____ Input
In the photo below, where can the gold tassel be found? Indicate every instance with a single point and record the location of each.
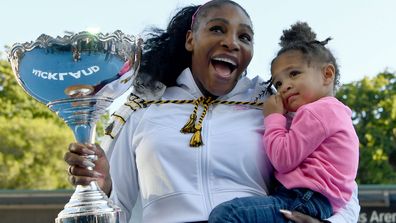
(189, 126)
(196, 139)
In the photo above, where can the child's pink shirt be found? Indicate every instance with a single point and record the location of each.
(319, 151)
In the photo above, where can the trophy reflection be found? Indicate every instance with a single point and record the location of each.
(78, 76)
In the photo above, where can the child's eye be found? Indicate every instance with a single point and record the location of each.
(294, 73)
(216, 29)
(277, 85)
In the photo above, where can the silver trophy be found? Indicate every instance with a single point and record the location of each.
(78, 76)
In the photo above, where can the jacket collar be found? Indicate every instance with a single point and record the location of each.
(187, 82)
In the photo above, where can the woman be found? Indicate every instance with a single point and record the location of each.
(181, 177)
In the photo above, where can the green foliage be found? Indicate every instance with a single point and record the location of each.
(33, 139)
(373, 101)
(31, 154)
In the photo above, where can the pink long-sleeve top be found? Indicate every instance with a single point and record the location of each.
(319, 151)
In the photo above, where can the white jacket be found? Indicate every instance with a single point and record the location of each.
(179, 183)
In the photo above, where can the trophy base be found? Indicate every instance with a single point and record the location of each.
(114, 217)
(89, 204)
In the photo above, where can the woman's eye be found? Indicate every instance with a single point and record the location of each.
(277, 85)
(216, 29)
(246, 38)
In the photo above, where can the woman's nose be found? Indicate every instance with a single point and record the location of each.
(230, 42)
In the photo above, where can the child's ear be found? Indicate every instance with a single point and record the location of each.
(328, 74)
(189, 41)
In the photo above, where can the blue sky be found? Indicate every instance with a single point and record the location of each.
(363, 31)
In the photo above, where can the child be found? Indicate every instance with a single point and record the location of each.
(316, 158)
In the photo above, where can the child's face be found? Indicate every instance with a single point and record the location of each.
(299, 83)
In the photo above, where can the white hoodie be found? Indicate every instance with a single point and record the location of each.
(179, 183)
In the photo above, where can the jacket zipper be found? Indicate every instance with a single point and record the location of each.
(204, 161)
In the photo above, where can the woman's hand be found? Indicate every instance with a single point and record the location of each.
(82, 171)
(299, 217)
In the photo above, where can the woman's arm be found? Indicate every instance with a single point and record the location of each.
(123, 170)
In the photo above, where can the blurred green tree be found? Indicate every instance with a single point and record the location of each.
(33, 139)
(373, 101)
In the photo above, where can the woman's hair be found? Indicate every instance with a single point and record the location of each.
(300, 37)
(164, 53)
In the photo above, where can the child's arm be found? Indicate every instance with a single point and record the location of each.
(350, 212)
(288, 148)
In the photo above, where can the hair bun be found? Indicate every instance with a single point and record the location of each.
(299, 32)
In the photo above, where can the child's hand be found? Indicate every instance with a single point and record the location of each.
(273, 104)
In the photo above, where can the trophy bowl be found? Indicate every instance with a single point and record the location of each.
(78, 77)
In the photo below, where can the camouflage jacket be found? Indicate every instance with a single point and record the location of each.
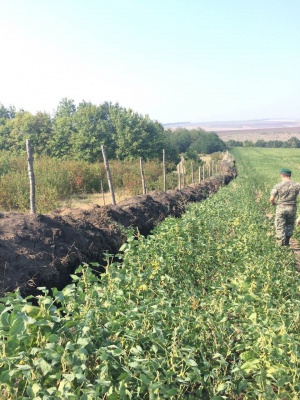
________
§ Directions for this task
Write out all of the lines above again, switching "single point" to "single dot" everywhere it occurs and keeping everything else the same. Leave the pictures out.

§ Problem solution
In the photo below, where can the gold tassel be found? Indicate every instance with a single dot and record the location of each.
(189, 126)
(196, 139)
In the photo above, where can the child's pink shirt be found? Indicate every instance with a single dot and record the location of each.
(319, 151)
In the photo above, where can the trophy reflection be found? Indicate every instance with a single dot and record the location of each.
(78, 76)
In the photo above, where can the child's eye be found? Indicate every instance with a single dot and record the location of each.
(294, 73)
(216, 29)
(277, 85)
In the photo above, where can the silver trophy be found? Indicate every instance with a single dot and record the location of each.
(78, 76)
In the photo above, where can the jacket collar be found? Indicate every instance with a single dot and record the location of each.
(187, 82)
In the photo above, where can the woman be found? Indicate every instance with a single dot and record the location of each.
(181, 177)
In the photo above, where can the green foliage be found? Indicate every instance with a single dot and record the location of each.
(33, 139)
(373, 101)
(31, 154)
In the photo above, where can the pink long-sleeve top be found? Indicate every instance with a single dot and record the location of each.
(319, 151)
In the photo above, where can the white jacket be found? Indicate every instance with a single dot and record the location of each.
(179, 183)
In the photo above, where can the trophy base be found? Indicate every instance with a single dot and record the location of each.
(114, 217)
(89, 204)
In the photo above, where can the woman's eye be found? Indicate every instance with a single dot and record the location of each.
(277, 85)
(216, 29)
(246, 38)
In the photo above, where can the woman's nose be found? Indicate every instance with a single dot and record the location of each.
(230, 42)
In the photo above, where can the child's ear be found? Indicate every instance with a single dot and record the location of each.
(328, 74)
(189, 41)
In the photo above, where can the blue sky be found? Indicate every instance with a single dot and record the location of each.
(363, 31)
In the photo above, where can the child be found? Indicate every instance with a single dot and record the location of each.
(316, 158)
In the photo above, where can the child's face be found? Indicate every instance with a single dot and record the location of each.
(299, 83)
In the photo above, where can the white hoodie be found? Indicate every instance with a single dot and record the location of each.
(179, 183)
In the photo above, where can the jacket zipper be found? Indicate every instance with a single dot and record the location of each.
(204, 161)
In the photo above, where can the woman's hand be found? Indicate every instance with a single dot and record the location of each.
(82, 171)
(299, 217)
In the photo above, where can the woman's arm be found? Indicate every instance with a single dot and record the location of each.
(123, 170)
In the photo above, where can the blurred green tree be found? Indicate every instance with a single dot and record the location of each.
(33, 139)
(373, 101)
In the photo above, where can the woman's hair be found? Indicate every instance with a single dot and record the location of each.
(300, 37)
(164, 53)
In the photo above, where can the child's arm be found? Indicate every instance with a single dot and record the location of each.
(350, 212)
(288, 148)
In the photo above, where can the hair bun be found? Indicate every instance with a single dot and record the location of each.
(299, 32)
In the photo above, where can the child's hand be found? Indicate every instance with a single dot and record the location of each.
(273, 104)
In the photo above, where can the trophy bowl be found? Indicate every instance with a single dot and record the location of each.
(78, 77)
In the photo below, where can the camouflage jacket be found? Indicate every instance with a single dot and record the location of each.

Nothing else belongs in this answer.